Task instructions | Extract every line of the material below that contains the word "instance", treating uppercase and lowercase as different.
------ Given entries ------
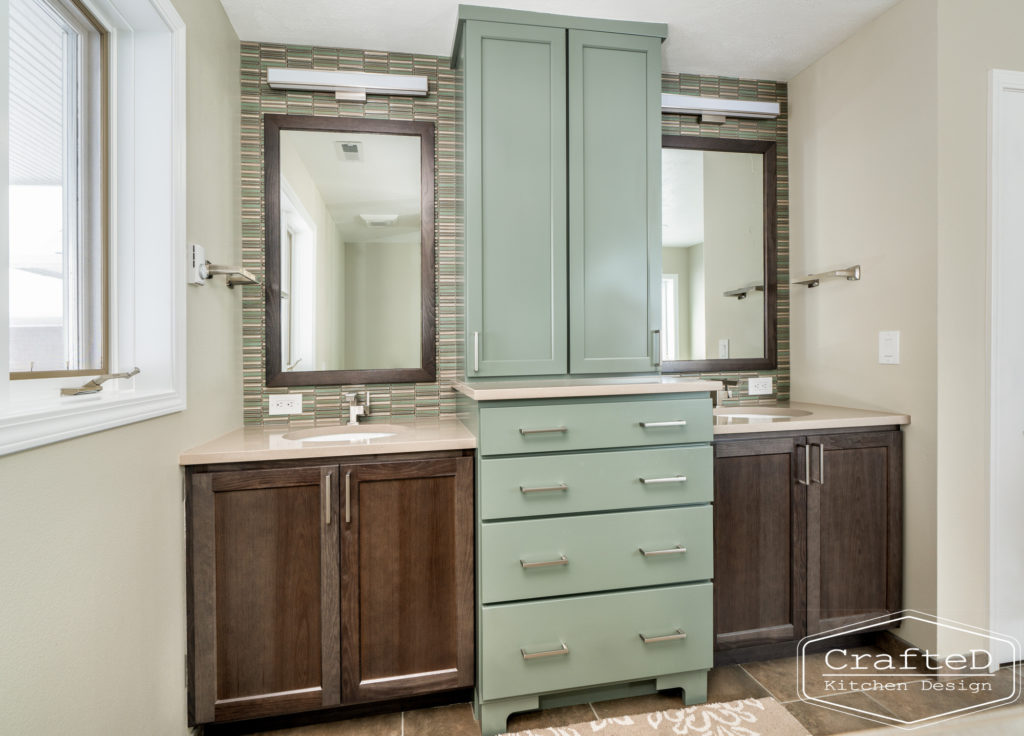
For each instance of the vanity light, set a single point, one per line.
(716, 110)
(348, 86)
------
------ Given entries ------
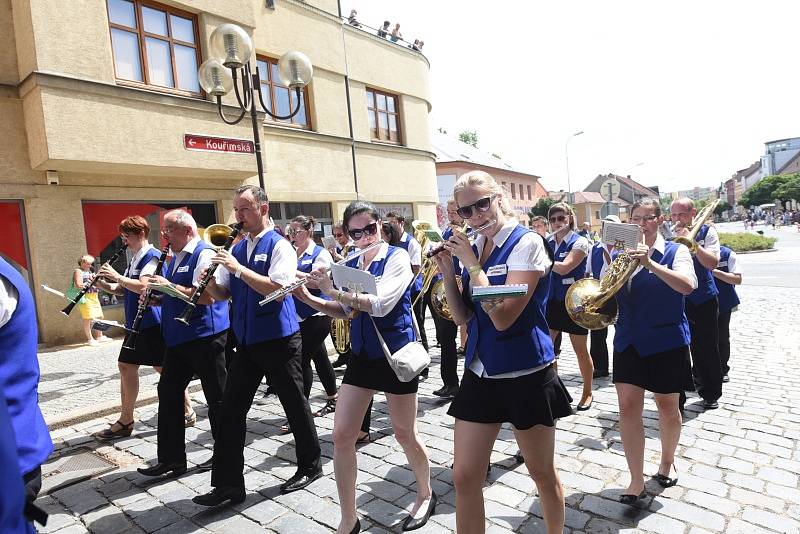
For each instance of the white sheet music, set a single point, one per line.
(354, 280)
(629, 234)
------
------ Given entries ------
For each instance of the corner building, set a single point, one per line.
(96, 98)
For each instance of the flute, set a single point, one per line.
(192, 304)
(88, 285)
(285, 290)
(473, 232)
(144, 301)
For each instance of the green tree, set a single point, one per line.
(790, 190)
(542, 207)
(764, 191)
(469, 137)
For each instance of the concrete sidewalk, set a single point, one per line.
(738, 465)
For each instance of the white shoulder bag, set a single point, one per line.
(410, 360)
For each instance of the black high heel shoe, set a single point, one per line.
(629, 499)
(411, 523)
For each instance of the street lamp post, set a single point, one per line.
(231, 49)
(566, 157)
------
Expected answer |
For each instance of the vanity light, set a single point, one per line.
For each instance of the white sheet music, set a single point, one per line.
For each instance of the corner building, set a single point, one per line.
For each instance of the flute, set a single point, one per line.
For each instance of the green tree, set a single point, one per line.
For each instance of the concrete sidewalk, set a single point, one per line.
For each instance of the white shoulder bag, set a single point, one per line.
For each instance of the black high heel shoe, set a single point, one per line.
For each instance of the street lamp post, set a single point, one per line.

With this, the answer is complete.